#### [Problem]
A word-for-word copy of the entries below is required.
◇ ◇ ◇ ◇ ◇ ◇ ◇
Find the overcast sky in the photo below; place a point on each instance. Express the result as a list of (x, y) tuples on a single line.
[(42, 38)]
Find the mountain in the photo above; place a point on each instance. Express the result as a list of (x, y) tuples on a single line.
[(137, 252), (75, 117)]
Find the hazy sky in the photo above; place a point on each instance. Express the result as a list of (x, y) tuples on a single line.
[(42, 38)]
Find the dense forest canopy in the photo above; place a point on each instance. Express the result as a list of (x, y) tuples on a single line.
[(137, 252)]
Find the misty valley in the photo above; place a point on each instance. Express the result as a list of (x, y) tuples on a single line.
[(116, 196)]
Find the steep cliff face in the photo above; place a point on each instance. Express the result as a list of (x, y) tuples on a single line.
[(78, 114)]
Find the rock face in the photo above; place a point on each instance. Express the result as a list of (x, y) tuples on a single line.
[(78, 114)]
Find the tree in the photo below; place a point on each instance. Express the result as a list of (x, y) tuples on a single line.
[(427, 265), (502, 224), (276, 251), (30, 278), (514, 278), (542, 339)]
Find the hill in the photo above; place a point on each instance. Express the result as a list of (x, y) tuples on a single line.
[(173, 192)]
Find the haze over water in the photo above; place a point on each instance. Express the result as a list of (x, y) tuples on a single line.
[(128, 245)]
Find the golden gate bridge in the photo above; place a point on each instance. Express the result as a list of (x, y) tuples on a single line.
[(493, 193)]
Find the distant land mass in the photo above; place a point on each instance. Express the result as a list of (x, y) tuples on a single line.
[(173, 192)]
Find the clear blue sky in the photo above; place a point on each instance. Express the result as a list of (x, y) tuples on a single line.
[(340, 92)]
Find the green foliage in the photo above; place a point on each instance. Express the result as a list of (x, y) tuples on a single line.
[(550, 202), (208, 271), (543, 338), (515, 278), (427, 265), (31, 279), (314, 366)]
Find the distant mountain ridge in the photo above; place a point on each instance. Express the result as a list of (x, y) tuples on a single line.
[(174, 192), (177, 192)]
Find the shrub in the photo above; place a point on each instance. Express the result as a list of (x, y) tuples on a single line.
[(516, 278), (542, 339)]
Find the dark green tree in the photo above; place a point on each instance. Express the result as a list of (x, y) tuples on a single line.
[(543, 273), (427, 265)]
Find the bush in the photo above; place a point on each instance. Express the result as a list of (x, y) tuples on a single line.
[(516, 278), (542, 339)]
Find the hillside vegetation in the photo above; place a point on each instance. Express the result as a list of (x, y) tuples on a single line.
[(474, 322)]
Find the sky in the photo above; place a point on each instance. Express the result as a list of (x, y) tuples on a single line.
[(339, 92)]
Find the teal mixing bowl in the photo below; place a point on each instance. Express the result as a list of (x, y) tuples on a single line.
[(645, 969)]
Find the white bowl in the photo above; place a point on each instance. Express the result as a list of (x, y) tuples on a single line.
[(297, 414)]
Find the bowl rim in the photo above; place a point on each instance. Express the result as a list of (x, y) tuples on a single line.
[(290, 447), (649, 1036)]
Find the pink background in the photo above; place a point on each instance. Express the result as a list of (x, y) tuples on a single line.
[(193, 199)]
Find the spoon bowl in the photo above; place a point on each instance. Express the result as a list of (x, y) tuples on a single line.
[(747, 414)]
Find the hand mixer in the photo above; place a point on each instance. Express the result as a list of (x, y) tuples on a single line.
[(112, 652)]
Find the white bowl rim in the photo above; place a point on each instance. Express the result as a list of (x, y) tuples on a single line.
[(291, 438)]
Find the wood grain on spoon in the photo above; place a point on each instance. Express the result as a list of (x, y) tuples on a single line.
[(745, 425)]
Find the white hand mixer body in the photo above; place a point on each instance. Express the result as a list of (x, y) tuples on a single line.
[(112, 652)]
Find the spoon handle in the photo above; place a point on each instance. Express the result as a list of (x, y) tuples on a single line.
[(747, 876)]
◇ ◇ ◇ ◇ ◇ ◇ ◇
#### [Your response]
Find the overcast sky in the photo below; place a point on each instance. Express the result as a list of (x, y) tuples on a single line.
[(42, 38)]
Find the mountain in the photo above; place a point on each instance. Express the result as a list of (x, y) tuples on a single line.
[(137, 252), (75, 117)]
Find the hazy sky in the photo above; place a point on each instance. Express the result as a list of (x, y) tuples on a single line.
[(42, 38)]
Find the dense forest canopy in the photo above; place a point on each instance. Express the result as a list of (x, y) tuples on a single line.
[(137, 252)]
Find the misty valley in the photo above; place a point on each instance. Express the result as a list of (x, y) tuples on a single line.
[(116, 196)]
Find the steep cliff face in the photo above; place a point on each instance. Express the result as a list of (x, y) tuples on a single line.
[(78, 114)]
Find the rock face in the photo above; place a point on each instance. Express the result as a list of (x, y) tuples on a single line.
[(78, 114)]
Find the tree in the photo below; place a point on each instance. Express the result as a list of (x, y) tuples on a single line.
[(427, 265), (502, 224), (276, 251), (30, 278), (514, 278), (542, 339)]
Find the hill in the photo above; place a point on each instance. Express the result as a list of (x, y) tuples on a single line.
[(173, 192)]
Find the haze over water in the photo above; place a point on each instance. Express the result as a list of (x, y) tuples on a single line.
[(128, 245)]
Find the golden gate bridge in the photo above; place a point on each instance. Express the result as a list of (x, y) tuples on a single line.
[(493, 193)]
Find the distant land mass in the photo above; place a point on each instance. Express the result as a list of (x, y) tuples on a single line.
[(173, 192)]
Find the clear blue sky in the photo above; place a point on each instance. Express the result as a list of (x, y) tuples on a single line.
[(340, 92)]
Find the green foliage in the photo above; place a point on each instance. Express the result as a list of (x, y) tuples on a single line.
[(550, 202), (208, 271), (543, 338), (515, 278), (427, 265), (31, 279), (314, 366)]
Find the distant mountain ridge in the photo above; place a point on each instance. Express the result as a list of (x, y) tuples on a single line.
[(174, 192), (177, 192)]
Find the shrub in the photo above; place a point on each instance. Express the result as a list of (x, y) tuples on a single line.
[(516, 278), (542, 339)]
Find the dark green tree in the photo above; place a point on each instance. Express the result as a list of (x, y) tuples on a single line.
[(543, 273), (427, 265)]
Find the bush in the photo above; place a point on each instance. Express the result as a list of (x, y) tuples on a single line.
[(516, 278), (542, 339)]
Find the hillside vegetation in the photo above; place a point on each instance. Express the result as a list of (x, y) tuples on a single line.
[(474, 322)]
Find the sky in the photo above; place a point on each instance. Express the result as a list of (x, y) tuples on a single line.
[(339, 92)]
Find the teal mixing bowl in the photo below; place a point on each instance. Express the result as a list of (x, y) tuples on a single line.
[(645, 969)]
Find the white bowl in the photo above; place a point on each instance. Express the result as a list of (x, y) tuples on a single line.
[(297, 414)]
Find the bowl rim in the photo above; place a point on each instance. Express the result as a list of (x, y) tuples on a single line.
[(290, 447), (649, 1036)]
Find the pink background in the photo above; place a point on each instance. Express the result as a list of (x, y) tuples on a single line.
[(193, 199)]
Find the spoon bowl in the photo above; place a point on each instance. Express the result as a list of (x, y) tuples on a single line.
[(747, 414)]
Find the hand mixer in the photo above; place a point on each instance. Express the result as a list of (x, y) tuples on a single line.
[(112, 652)]
Find the white bowl rim in the photo above; place a point on each instance. Express the result as a list of (x, y) tuples on a single line.
[(291, 438)]
Find the wood grain on spoon in the photo above; place a point on each instance. Express the result as a list of (x, y) tuples on a single line.
[(745, 425)]
Find the white hand mixer body in the photo above; place a point on each instance. Express the result as a list of (x, y) tuples on a single line.
[(112, 652)]
Find the spoon handle in the photo above; place a point on each instance. Express the result as a list of (x, y) tuples on a single line.
[(747, 876)]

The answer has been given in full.